======== Data section

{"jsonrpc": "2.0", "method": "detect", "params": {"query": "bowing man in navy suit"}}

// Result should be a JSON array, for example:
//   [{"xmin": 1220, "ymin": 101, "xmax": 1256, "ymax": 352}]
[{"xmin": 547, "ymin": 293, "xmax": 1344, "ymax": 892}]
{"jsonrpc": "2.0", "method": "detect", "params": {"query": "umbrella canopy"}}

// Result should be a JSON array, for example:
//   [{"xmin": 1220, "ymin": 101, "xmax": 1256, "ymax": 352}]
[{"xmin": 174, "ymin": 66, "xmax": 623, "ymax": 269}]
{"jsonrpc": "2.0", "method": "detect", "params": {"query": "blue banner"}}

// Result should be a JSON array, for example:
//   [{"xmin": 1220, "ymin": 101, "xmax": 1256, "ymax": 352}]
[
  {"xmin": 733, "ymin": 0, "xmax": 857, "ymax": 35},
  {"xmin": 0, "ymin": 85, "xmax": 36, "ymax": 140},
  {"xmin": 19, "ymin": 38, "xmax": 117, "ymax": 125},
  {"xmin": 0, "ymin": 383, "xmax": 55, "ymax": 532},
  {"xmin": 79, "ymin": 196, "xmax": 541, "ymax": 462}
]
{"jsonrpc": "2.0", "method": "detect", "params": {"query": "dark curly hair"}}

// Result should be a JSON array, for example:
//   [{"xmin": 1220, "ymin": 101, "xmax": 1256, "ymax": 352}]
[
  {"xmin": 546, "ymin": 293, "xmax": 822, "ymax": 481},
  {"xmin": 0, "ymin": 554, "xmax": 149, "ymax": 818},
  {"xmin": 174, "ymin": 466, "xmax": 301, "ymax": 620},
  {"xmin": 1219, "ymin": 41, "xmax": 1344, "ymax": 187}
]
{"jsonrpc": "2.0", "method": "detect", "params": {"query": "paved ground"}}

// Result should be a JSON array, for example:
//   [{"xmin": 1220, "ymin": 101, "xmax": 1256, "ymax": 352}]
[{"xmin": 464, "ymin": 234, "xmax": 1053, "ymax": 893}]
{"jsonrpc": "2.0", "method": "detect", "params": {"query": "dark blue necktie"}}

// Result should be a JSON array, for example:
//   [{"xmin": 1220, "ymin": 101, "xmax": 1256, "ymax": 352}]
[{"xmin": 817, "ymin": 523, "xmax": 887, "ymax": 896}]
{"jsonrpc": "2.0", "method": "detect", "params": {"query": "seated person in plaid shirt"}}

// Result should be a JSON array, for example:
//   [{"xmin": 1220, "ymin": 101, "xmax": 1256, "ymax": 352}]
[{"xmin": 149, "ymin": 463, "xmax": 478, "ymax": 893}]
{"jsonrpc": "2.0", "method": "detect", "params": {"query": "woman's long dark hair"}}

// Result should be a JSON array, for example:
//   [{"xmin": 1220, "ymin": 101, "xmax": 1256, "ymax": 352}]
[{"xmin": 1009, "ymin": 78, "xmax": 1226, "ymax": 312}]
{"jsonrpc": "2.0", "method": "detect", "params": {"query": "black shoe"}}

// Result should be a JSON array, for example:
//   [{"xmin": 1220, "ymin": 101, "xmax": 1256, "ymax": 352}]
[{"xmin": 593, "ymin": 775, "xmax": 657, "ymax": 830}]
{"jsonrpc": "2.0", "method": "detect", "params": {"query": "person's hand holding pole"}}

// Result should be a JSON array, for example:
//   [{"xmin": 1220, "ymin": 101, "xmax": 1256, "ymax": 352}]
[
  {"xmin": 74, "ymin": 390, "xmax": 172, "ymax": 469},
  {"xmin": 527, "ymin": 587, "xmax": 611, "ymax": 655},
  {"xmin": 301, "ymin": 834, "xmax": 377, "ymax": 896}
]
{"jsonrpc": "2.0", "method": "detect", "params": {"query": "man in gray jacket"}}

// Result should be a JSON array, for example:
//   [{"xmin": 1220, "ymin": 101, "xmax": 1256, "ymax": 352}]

================

◆ **Set problem**
Collect every line in the rows above that contains the word "person".

◆ **Task answer**
{"jsonrpc": "2.0", "method": "detect", "params": {"query": "seated person in plaid shirt"}}
{"jsonrpc": "2.0", "method": "detect", "params": {"query": "person's hand holding pole"}}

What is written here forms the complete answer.